* Work to complete
Reproduce the records below verbatim, starting at the line that contains "Kindly point to the bird standing" and continuing through the final line of the records, both ends included.
☆ ☆ ☆ ☆ ☆ ☆ ☆
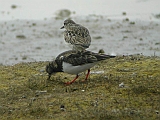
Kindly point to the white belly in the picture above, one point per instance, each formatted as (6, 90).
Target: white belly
(68, 68)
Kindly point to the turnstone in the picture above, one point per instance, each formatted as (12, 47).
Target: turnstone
(75, 62)
(77, 35)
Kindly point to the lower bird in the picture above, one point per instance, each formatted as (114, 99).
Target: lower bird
(75, 62)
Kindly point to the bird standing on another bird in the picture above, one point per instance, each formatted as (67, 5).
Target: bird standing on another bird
(77, 35)
(75, 62)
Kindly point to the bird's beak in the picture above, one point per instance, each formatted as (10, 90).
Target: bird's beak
(62, 27)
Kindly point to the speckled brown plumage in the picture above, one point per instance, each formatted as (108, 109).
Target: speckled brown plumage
(77, 35)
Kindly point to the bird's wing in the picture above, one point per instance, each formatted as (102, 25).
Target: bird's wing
(80, 58)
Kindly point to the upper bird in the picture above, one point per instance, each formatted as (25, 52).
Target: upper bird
(75, 62)
(77, 35)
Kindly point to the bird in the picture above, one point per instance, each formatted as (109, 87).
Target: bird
(77, 35)
(75, 62)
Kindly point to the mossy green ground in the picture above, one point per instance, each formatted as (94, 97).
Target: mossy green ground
(26, 94)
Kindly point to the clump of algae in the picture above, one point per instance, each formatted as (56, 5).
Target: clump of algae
(26, 94)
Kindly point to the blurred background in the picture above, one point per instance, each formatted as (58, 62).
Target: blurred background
(41, 9)
(30, 29)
☆ ☆ ☆ ☆ ☆ ☆ ☆
* Exercise output
Kindly point to the bird standing on another bird in the picture above, one point per instance, each formatted as (67, 5).
Target: bird standing on another bird
(77, 35)
(75, 62)
Kindly point to the bird's beak in the picture above, one point per instance, each formatted as (10, 90).
Target: bird's beak
(62, 27)
Kindly point to the speckled brown plumage in the picture above, one point per instance, each formatted as (108, 109).
Target: speckled brown plumage
(77, 35)
Kindly point to the bird's wing in the picture above, one point per instance, each formatted as (102, 25).
Target: bird's wing
(80, 58)
Kindly point to the upper bird in the picture above, one point per instance, each formatted as (25, 52).
Target: upper bird
(75, 62)
(77, 35)
Kindly point to the bird in the picture above, one point per instance, each formatted as (109, 87).
Target: bird
(77, 35)
(75, 62)
Kindly point to the mossy green ground in the picture above, one point per instance, each formatted as (94, 97).
Target: mossy green ground
(26, 94)
Kindly point to the clump of algae in the picture above, one point per instance, each formatted as (56, 5).
Target: clump of algae
(26, 94)
Kindly point to the blurred background in the picture above, one point per instance, each formatted as (58, 62).
Target: blurred background
(41, 9)
(30, 29)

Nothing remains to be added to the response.